=== DIRECTIONS ===
Although the records contain pictures, only their text should be set down, exactly as written.

____ INPUT

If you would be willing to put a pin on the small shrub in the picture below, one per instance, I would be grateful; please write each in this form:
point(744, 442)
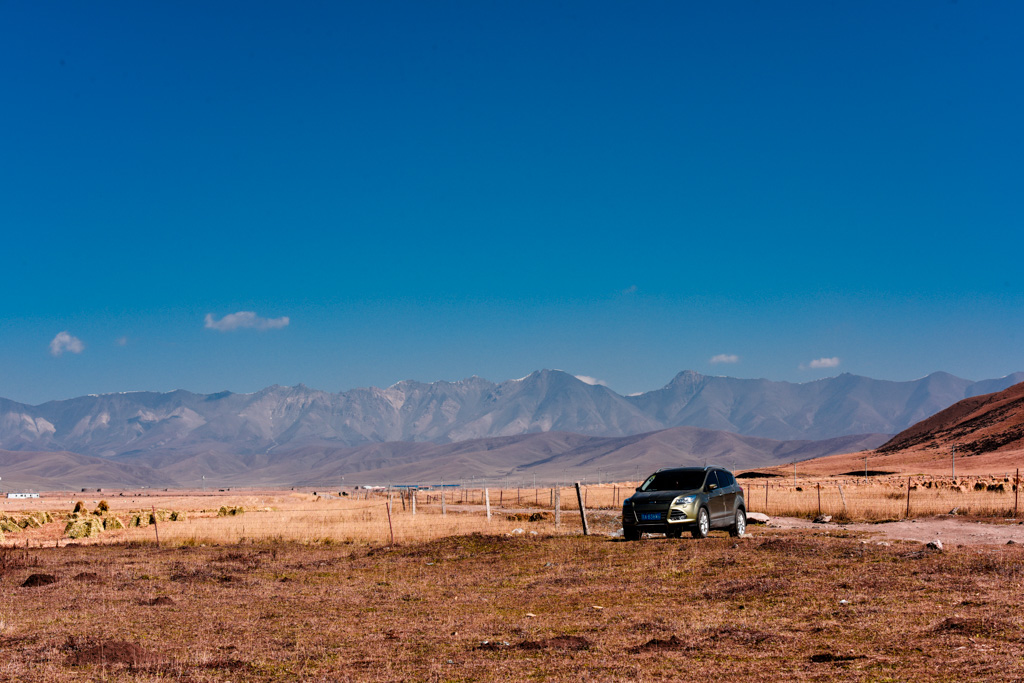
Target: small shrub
point(113, 523)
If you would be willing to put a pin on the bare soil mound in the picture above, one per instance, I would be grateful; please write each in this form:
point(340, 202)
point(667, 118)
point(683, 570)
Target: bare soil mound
point(39, 580)
point(657, 644)
point(574, 643)
point(162, 600)
point(107, 652)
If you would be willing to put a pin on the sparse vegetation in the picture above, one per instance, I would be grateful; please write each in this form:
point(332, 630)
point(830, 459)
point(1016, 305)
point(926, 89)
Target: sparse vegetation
point(493, 607)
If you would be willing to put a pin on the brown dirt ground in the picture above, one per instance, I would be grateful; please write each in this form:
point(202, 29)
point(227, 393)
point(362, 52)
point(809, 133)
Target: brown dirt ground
point(948, 529)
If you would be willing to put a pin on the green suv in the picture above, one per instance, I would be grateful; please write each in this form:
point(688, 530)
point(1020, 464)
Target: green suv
point(697, 499)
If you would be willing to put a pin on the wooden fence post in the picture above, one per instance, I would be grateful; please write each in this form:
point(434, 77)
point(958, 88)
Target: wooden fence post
point(583, 510)
point(155, 529)
point(390, 527)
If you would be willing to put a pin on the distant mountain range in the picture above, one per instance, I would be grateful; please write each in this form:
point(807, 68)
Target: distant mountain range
point(522, 460)
point(157, 426)
point(982, 424)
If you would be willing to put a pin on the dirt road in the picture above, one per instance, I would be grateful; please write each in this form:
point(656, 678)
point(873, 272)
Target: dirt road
point(949, 529)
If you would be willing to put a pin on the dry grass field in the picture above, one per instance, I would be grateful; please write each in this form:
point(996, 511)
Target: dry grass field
point(310, 588)
point(779, 605)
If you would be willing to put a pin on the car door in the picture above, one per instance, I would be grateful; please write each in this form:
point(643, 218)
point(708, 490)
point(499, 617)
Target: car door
point(716, 500)
point(730, 492)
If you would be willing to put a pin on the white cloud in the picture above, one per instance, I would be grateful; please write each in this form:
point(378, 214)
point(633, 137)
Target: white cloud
point(66, 342)
point(245, 318)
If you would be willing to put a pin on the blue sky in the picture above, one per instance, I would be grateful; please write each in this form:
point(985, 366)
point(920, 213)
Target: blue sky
point(434, 190)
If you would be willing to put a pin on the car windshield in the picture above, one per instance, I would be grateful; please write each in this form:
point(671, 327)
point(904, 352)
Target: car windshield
point(674, 480)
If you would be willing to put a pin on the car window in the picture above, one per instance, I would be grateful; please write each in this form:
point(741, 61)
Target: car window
point(674, 480)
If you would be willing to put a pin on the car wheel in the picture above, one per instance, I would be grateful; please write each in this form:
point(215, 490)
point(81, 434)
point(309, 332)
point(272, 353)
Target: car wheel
point(700, 529)
point(739, 525)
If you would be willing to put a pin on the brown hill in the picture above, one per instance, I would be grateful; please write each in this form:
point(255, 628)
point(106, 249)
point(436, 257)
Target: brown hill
point(989, 423)
point(26, 470)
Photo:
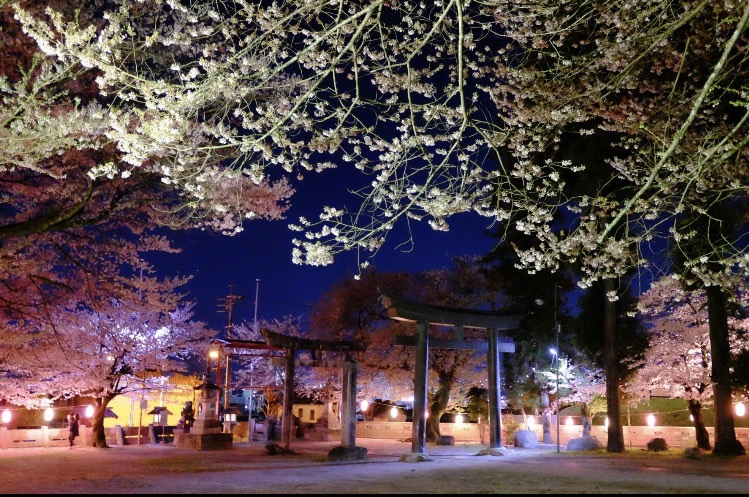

________

=== THE ANSWER ===
If you would be willing to put a pin on the small shrub in the picture below, one per instance, I would be grateful; please write each in this form:
point(744, 442)
Target: small shrub
point(113, 523)
If you would be willing to put a pin on the bare soil mound in the picture above, one per instance, I would be grateful; please write each in this form:
point(340, 202)
point(667, 118)
point(683, 570)
Target: bare soil mound
point(39, 580)
point(657, 644)
point(574, 643)
point(162, 600)
point(107, 652)
If you would be willing to put a pin on the sparse vegetation in the picture above, one per instance, I would be grateful; please write each in this form:
point(332, 630)
point(830, 459)
point(1016, 305)
point(926, 89)
Target: sparse vegetation
point(493, 607)
If you would be willing to put a pin on the brown dirt ground in the picture above, one per instance, I would be grateful; please write each in this form:
point(202, 29)
point(227, 393)
point(362, 52)
point(809, 133)
Target: brown dirt ground
point(948, 529)
If you would be willing to put a pin on the green suv in the picture above, one per instance, I would be grateful; please write each in this form:
point(688, 530)
point(1020, 464)
Target: green suv
point(697, 499)
If you would be willing to put a pin on the wooden fence post in the picture above, one per instance, I would be grateful; please write each in this form:
point(434, 77)
point(958, 88)
Target: wooden fence post
point(583, 510)
point(155, 529)
point(390, 527)
If you would be willing to put a pin on the distant mountain range in the picture above, one per instance, I would be grateful; please write each in this form:
point(807, 68)
Target: distant mountain range
point(522, 460)
point(157, 426)
point(982, 424)
If you would be willing to put a pin on the dirt road in the picture above, one per instance, I would be grateful; please write each in this form:
point(656, 678)
point(873, 272)
Target: dirt road
point(949, 529)
If you would be willing to put a pin on the dry grass field in the picture above, one per instance, I would be grateful; please write each in this form:
point(996, 511)
Target: dry grass field
point(310, 588)
point(779, 605)
If you would be willing to put a pin on the car door in the picture above, one per instance, I would be grateful; please write each in this form:
point(643, 218)
point(708, 490)
point(499, 617)
Target: car door
point(716, 500)
point(730, 492)
If you would be willing to put a pin on the white cloud in the picture above, one per instance, I would be grateful; please write each in this form:
point(378, 214)
point(633, 137)
Target: white cloud
point(66, 342)
point(245, 318)
If you would be willing to put a pin on the blue sky in the picture above, one per instance, I would be grateful; please write each in this form:
point(985, 366)
point(920, 213)
Target: blue sky
point(434, 190)
If you would be willing to put a pin on the car windshield in the picture above, one per instance, I would be grateful; please write each in this form:
point(671, 327)
point(904, 352)
Target: car windshield
point(674, 480)
If you would be willing to put a pin on the car window in the picture above, one per instance, I would be grateful; please write each in this form:
point(741, 61)
Target: car window
point(674, 480)
If you would be willing to put a pin on the car wheel in the picture above, one per instance, I would be grateful; please write each in this form:
point(215, 490)
point(81, 434)
point(309, 332)
point(272, 353)
Target: car wheel
point(700, 529)
point(739, 525)
If you would be willing to put a pin on the brown hill in the picture above, one per instance, I would be grateful; please write each in this form:
point(255, 628)
point(106, 249)
point(436, 257)
Target: brown hill
point(989, 423)
point(26, 470)
Photo:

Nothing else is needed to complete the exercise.